**Source document**
[START]

Back to Dagster

Upgrading to 0.3.0

python_modules/dagster/docs/sections/learn/guides/028_to_030_upgrade_guide.md

2019050912.9 KB
Original Source

Upgrading to 0.3.0

This guide is a step-by-step guide for upgrading from dagster 0.2.x to 0.3.0. This represents a substantial upgrade in capabilities but also some breaking API changes. We'll detail them, provide context and reasoning, and instructions about how to upgrade.

Required API Changes

1. No more top level config subpackage.

Error:

from dagster import (
ImportError: cannot import name 'config'

We have eliminated the public-facing "config" namespace. (You use raw dictionaries instead of a parallel, typed API to configure pipeline runs).

Fix: Simply eliminate the include. You'll run into related errors later.

2. No more dagster.sqlalchemy and dagster.pandas submodules.

Error:

E   ModuleNotFoundError: No module named 'dagster.sqlalchemy'

We have moved pandas and sqlalchemy code into their own separate modules (dagster-pandas and dagster-sqlalchemy). This makes the core dagster library have less dependencies.

Fix: Instead of importing dagster.sqlalchemy you need to pip install dagster-sqlalchemy, add it to your virtual env, and then include dagster_sqlalchemy instead.

3. ConfigDefinition no longer exists.

Error:

ImportError: cannot import name 'ConfigDefinition'

We have eliminated a separate notion of a ConfigDefinition. Instead, we realized the user provided config in a solid, resource, or context is just a Field that you would use to build a Dict or Selector. So replace ConfigDefinition with Field. (Generally config_def=ConfigDefinition is now config_field=Field)

Before:

py
"production": PipelineContextDefinition(
    context_fn=generate_production_execution_context,
    config_def=ConfigDefinition(
        # ...
    )

After:

py
"production": PipelineContextDefinition(
    context_fn=generate_production_execution_context,
    config_field=Field(
       # ...
    )

4. New, Simpler Dagster Type Definition API.

Error:

    description='''This represents a path to a file on disk'''
E   TypeError: __init__() got multiple values for argument 'python_type'

Another Error:

E   dagster.check.ParameterCheckError: Param "klass" was supposed to be a type. Got <dagster.core.types.runtime.PythonObjectType object at 0x11e4fbf60> instead of type <class 'dagster.core.types.runtime.PythonObjectType'>

There are now two different type creation APIs. One for creating new types, and one for annotating existing types that you include.

Examples:

py
@dagster_type(description='This represents a path to a file on disk')
class PathToFile(str):
    pass

S3FileHandle = as_dagster_type(
    namedtuple('S3FileHandle', 'bucket path'),
    description='''
upload_header_to_s3 and upload_service_line_to_s3 both result in files
being uploaded to s3. Hence the "output" of those two solids is a handle
to a file. The following stages take those as their inputs to create
redshift tables out of them.

[END]

**Records for the task**
[START]

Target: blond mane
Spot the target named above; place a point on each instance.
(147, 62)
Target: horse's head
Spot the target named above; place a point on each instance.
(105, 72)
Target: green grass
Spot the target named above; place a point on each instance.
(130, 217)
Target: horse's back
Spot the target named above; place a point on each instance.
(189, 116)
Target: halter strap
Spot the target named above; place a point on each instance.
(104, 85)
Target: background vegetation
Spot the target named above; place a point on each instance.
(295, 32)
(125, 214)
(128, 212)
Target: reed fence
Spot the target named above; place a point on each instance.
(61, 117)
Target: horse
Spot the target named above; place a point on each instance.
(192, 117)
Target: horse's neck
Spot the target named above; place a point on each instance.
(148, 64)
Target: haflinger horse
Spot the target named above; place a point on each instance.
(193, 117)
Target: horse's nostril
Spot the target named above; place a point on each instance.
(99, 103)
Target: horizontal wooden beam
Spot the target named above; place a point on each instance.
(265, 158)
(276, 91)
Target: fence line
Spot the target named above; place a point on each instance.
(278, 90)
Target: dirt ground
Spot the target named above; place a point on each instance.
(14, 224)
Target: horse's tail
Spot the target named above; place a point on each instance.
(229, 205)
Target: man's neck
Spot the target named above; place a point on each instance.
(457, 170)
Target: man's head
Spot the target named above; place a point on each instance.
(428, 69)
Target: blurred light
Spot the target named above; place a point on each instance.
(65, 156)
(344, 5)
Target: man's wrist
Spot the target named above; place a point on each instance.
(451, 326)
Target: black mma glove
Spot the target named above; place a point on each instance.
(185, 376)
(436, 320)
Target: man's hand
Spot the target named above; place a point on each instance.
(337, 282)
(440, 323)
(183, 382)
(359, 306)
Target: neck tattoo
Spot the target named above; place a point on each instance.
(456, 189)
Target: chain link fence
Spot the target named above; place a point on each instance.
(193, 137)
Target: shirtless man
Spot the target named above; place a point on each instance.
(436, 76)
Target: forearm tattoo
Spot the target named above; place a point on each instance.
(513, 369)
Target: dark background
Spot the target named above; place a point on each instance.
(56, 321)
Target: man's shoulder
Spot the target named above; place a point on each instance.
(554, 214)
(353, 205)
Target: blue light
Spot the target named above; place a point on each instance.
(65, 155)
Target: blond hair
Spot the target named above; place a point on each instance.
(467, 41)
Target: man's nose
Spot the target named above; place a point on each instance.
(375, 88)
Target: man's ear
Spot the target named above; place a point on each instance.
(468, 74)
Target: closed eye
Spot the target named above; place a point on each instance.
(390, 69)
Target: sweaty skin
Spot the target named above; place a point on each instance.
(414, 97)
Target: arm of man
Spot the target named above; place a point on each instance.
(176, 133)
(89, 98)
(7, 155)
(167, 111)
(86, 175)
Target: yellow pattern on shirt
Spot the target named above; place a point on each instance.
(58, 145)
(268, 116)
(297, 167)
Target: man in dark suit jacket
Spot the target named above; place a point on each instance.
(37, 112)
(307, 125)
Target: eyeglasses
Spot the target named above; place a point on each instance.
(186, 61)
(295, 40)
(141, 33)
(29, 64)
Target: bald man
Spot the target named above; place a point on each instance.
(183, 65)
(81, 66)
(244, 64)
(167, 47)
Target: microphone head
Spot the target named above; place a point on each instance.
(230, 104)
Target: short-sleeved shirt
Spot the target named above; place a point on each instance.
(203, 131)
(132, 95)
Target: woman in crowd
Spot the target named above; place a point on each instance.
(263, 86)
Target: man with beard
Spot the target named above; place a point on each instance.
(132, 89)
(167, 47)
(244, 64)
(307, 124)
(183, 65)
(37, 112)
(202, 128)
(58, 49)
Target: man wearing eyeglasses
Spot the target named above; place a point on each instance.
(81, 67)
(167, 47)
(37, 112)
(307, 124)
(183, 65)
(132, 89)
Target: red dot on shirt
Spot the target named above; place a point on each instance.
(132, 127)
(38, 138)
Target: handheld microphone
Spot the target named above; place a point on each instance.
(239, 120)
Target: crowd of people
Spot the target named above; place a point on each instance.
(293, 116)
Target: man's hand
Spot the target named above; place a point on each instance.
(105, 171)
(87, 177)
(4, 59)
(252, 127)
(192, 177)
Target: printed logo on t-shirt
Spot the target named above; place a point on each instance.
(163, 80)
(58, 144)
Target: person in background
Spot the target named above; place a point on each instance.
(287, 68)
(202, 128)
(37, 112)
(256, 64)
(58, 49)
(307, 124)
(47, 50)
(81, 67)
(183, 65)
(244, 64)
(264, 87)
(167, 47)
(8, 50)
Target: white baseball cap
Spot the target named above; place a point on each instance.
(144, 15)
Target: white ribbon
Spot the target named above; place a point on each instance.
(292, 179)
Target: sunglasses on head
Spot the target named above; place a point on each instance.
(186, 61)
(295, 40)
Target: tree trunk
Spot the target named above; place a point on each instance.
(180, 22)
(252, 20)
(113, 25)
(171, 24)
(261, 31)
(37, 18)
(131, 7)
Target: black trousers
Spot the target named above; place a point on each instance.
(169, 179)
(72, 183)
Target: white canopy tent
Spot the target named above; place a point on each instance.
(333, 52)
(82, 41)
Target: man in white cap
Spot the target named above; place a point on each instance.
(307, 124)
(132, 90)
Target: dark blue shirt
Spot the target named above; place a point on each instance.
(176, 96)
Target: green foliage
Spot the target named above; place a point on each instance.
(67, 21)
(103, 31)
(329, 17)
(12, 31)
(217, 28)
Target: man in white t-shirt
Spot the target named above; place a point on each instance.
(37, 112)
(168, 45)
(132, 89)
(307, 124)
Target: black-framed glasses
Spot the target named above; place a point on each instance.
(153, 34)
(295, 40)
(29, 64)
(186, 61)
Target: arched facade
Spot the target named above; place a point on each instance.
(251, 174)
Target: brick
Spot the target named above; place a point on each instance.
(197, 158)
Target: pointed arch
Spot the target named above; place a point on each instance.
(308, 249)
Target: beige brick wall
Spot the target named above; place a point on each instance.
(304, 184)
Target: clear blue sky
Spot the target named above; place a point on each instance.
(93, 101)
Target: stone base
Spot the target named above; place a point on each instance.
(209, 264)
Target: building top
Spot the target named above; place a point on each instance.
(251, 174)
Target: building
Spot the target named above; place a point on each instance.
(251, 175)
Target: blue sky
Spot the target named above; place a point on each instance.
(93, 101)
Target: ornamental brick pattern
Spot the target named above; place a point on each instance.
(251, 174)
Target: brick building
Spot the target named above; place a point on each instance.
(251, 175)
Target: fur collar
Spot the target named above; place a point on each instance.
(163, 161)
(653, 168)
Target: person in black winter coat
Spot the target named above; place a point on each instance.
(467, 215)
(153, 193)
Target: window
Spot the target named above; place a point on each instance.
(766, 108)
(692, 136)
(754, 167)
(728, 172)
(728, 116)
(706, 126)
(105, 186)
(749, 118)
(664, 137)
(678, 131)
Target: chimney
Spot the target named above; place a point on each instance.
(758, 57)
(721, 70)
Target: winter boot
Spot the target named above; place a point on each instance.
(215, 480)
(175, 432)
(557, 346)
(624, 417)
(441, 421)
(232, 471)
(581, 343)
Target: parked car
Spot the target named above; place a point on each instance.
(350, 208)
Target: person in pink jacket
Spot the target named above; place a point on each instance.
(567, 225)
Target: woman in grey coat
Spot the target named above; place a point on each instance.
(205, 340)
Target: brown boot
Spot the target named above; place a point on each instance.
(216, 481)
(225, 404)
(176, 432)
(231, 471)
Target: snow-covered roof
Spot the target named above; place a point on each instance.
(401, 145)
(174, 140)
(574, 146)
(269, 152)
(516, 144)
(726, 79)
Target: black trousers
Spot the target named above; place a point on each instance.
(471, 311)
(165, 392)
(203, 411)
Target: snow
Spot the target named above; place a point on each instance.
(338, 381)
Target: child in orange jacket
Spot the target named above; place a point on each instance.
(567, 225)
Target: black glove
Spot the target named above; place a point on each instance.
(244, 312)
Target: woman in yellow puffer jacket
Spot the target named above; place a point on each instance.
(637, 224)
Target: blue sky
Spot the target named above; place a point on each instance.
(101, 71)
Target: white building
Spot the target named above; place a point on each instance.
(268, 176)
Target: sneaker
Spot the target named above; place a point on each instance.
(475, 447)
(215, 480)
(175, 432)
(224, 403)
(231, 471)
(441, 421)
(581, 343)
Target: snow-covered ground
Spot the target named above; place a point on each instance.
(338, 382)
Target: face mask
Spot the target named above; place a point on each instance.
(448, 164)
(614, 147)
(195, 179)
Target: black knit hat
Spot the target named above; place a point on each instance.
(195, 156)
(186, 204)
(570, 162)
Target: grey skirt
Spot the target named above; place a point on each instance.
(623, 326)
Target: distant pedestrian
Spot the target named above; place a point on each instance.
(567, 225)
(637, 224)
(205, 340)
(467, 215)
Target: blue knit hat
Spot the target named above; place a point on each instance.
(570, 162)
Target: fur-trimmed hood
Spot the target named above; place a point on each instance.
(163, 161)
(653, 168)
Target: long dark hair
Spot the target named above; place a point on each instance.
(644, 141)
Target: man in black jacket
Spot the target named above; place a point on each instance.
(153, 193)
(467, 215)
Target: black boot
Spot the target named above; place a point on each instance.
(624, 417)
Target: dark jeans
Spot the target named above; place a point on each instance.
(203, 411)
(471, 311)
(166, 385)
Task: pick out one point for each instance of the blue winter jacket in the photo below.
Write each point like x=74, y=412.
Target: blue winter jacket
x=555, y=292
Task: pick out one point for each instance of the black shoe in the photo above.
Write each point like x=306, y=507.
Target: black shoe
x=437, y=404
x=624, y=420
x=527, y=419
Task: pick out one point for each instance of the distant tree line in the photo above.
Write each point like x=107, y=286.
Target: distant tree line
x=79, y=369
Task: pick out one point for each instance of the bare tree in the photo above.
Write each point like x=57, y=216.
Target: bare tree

[END]

**Work to complete**
1. According to the upgrade guide, which separate modules now hold the pandas and sqlalchemy code?
2. Pull out every line of the records that contains the string "pick", matching case exactly.

**Expected responses**
1. dagster-pandas and dagster-sqlalchemy

2.
Task: pick out one point for each instance of the blue winter jacket in the photo below.
Task: pick out one point for each instance of the black shoe in the photo above.
Task: pick out one point for each instance of the distant tree line in the photo above.
Task: pick out one point for each instance of the bare tree in the photo above.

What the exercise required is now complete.